Source extract
+ + + +

The non-conductive silicon pillar 15 is bonded to the conductive silicon pad 13 at the center of the concave inner surface of the non-conductive silicon holder 11. The non-conductive silicon pillar 15 is inserted into the hollow of the patch 20 to support the patch 20.

The non-conductive silicone pillar 15 includes a wide flat portion 15a and a protrusion 15c protruding from the lower surface of the flat portion 15a. The upper surface of the flat portion 15a includes one or more small protrusions 15b. The non-conductive silicone pillar 15 includes a hollow 15d. The hollow 15d penetrates the flat portion 15a and a portion of the protrusion 15a to provide a concave space in the centers of the flat portion 15a and protrusion 15c with a depth smaller than the height of the protrusion 15c.

The non-conductive silicone holder 11, conductive silicone pad 13, non-conductive silicone pillar 15, and metal pin 17 can be simultaneously combined in the mold. For example, when the raw material of the conductive silicone pad 13 is injected into a mold while a separately manufactured non-conductive silicone holder 11, non-conductive silicone pillar 15, and metal pin 17 are mounted in the mold, components of the electrode module excluding the patch 20 are combined in one process as illustrated in FIG. 11.

The thin neck portion 17c of a metal pin 17 is inserted into a hollow 15d of the non-conductive silicone pillar 15. In a state in which the neck portion 17c of the metal pin 17 is inserted into the hollow 15d of the non-conductive silicone pillar 15, the conductive silicone pad 13 is filled between the metal pin 17 and the non-conductive silicone pillar 15. When the patch 20 is a wet pad, the current path and moisture penetration can spread through the conductive silicone pad 13 filled between the non-conductive silicone pillar 15 and the metal pin 17.

The protrusion 15b protruding from the flat surface 15a of the non-conductive silicone pillar 15 comes into contact with the inner surface of the non-conductive silicone holder 11, and secures a space between the inner surface of the non-conductive silicone holder 11 and the flat surface 15a of the non-conductive silicone pillar 15. The space secured by the protrusion 15b and hollow space 15d are filled with the central portion of the conductive silicone pad 13.

The patch 20 can be implemented as a wet pad or a dry pad as described above. When the patch 20 is pressed into the conductive silicone pillar 15, the protrusion 15c of the conductive silicone pillar 15 is inserted into the concave inner space of the non-conductive silicone holder 11 as illustrated in FIG. 6. The non-conductive silicone pillar 15 fixes the patch 20 within the non-conductive silicone holder 11. The thickness of the patch 20 is thicker than the side wall of the non-conductive silicone holder 11. Therefore, when the patch 20 is inserted into the non-conductive silicone holder 11, the patch 20 protrudes outward by d1 and can be closely adhered to the head of the subject.

+ + + +

Dataset records
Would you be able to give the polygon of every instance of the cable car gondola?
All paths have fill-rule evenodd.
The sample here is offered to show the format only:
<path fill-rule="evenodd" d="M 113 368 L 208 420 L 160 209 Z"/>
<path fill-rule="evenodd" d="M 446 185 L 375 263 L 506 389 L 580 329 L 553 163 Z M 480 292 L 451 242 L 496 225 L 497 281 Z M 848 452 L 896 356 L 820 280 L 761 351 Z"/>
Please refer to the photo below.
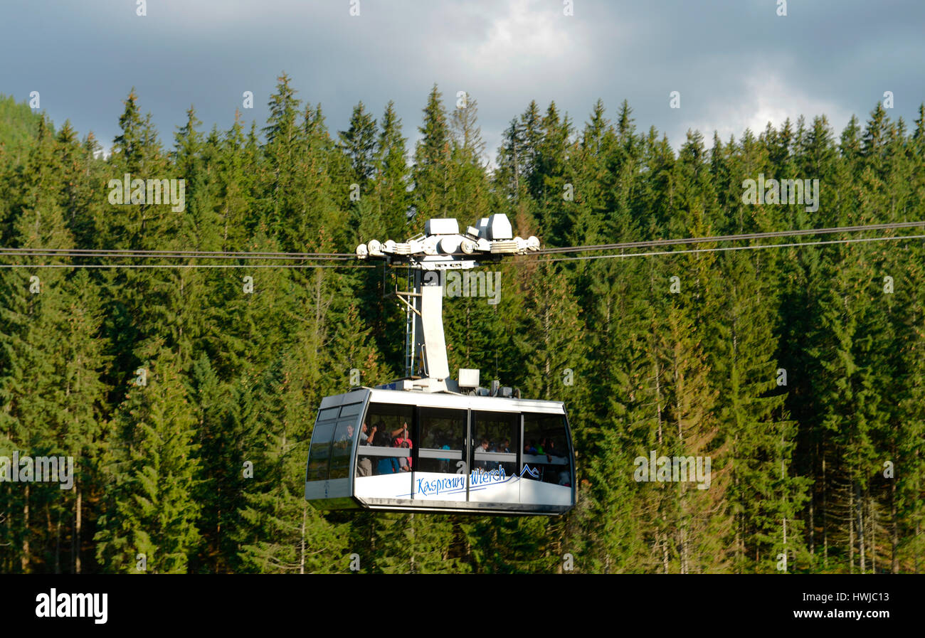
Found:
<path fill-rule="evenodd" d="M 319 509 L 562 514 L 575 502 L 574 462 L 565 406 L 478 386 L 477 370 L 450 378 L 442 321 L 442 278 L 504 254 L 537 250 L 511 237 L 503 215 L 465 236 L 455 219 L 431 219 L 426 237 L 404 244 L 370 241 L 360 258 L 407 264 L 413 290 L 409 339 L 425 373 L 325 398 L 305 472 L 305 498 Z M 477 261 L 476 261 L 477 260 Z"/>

+ + + +

List of tasks
- 1) Do these statements agree with the electrode module description? Answer yes or no for each, and quote the words from the description that decide it.
(a) The patch 20 is thinner than the side wall of the non-conductive silicone holder 11.
(b) The upper surface of the flat portion 15a carries one or more small protrusions 15b.
(c) The thin neck portion 17c of the metal pin 17 fits into the hollow 15d of the non-conductive silicone pillar 15.
- 2) According to the electrode module description, how far does the patch 20 protrude outward when it is inserted into the non-conductive silicone holder 11?
- 3) Pick up the electrode module description after its last sentence and carry it on.

Task-by-task results
- 1)
(a) No: "The thickness of the patch 20 is thicker than the side wall of the non-conductive silicone holder 11."
(b) Yes: "The upper surface of the flat portion 15a includes one or more small protrusions 15b."
(c) Yes: "The thin neck portion 17c of a metal pin 17 is inserted into a hollow 15d of the non-conductive silicone pillar 15."

- 2) It protrudes outward by d1.

- 3)
The height of the protrusion 15c of the non-conductive silicone pillar 15 is greater than the thickness of the patch 20. Therefore, in a state in which the patch 20 is pressed into the conductive silicone pillar 15, the protrusion 15c of the non-conductive silicone pillar 15 protrudes from the patch 20 by d2 as illustrated in FIG. 6. During the electrical stimulation treatment, the central portion of the patch 20 can overheat, causing the subject to feel hot and causing a burning phenomenon in the scalp. The non-conductive silicone pillar 15 can prevent the burning phenomenon by securing a space between the patch 20 and the subject's skin in the central portion of the patch 20 and lowering the level of adhesion.

The electrode modules 111 to 117 are arranged at a position facing the electrical stimulation site inside the helmet body 210. Each of the electrode modules 117 to 117 is connected to the circuit board through wiring.

FIG. 7 is a flowchart showing a control method of a non-invasive stimulation method according to an embodiment of the present invention in time series. FIG. 8 is a waveform diagram showing an electrical stimulation signal according to an embodiment of the present invention.

Referring to FIG. 7 and FIG. 8, the non-invasive stimulation method of the present invention starts to operate when the power button is input (Power ON). When the power is input, the control unit 140 proceeds to the standby step and applies a current of a base level L1 to the electrode modules 117 for a preset initialization time (S10).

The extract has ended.